### Goal of the exercise
What do the lines say from the start of the entries through the one containing "MULTIPOLYGON (((404 120, 309"? Repeat them exactly.

### Recorded data
[Start of Attachment]

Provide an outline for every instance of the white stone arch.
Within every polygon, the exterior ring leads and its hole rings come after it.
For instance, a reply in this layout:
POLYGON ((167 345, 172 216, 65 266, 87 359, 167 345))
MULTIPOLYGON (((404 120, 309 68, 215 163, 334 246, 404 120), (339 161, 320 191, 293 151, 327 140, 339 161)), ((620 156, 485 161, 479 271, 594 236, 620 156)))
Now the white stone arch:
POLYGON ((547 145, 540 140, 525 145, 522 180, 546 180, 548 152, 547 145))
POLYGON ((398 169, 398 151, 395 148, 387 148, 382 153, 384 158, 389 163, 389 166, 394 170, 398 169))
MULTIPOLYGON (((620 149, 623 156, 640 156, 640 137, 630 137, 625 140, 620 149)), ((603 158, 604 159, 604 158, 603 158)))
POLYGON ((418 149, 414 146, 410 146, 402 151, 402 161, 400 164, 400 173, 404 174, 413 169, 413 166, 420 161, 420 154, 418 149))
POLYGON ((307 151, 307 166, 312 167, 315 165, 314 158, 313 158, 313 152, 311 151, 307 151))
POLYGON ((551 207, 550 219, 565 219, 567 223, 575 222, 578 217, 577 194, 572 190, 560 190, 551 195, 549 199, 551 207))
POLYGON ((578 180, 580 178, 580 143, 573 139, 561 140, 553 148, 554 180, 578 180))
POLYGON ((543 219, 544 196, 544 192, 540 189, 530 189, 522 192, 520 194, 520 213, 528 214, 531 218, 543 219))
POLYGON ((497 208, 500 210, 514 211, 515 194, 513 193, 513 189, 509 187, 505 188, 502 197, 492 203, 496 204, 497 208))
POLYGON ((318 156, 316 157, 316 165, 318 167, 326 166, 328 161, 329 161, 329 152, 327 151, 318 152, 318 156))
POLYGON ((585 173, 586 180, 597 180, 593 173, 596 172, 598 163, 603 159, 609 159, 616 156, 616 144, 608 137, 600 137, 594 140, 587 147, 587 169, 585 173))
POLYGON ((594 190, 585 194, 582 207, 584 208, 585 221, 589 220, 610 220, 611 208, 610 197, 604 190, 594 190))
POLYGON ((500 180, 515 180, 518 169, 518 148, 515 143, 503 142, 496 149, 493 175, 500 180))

[End of Attachment]

### Solution below
Provide an outline for every instance of the white stone arch.
Within every polygon, the exterior ring leads and its hole rings come after it.
For instance, a reply in this layout:
POLYGON ((167 345, 172 216, 65 266, 87 359, 167 345))
MULTIPOLYGON (((404 120, 309 68, 215 163, 334 246, 404 120), (339 161, 320 191, 293 151, 327 140, 339 161)), ((620 156, 485 161, 479 271, 594 236, 620 156)))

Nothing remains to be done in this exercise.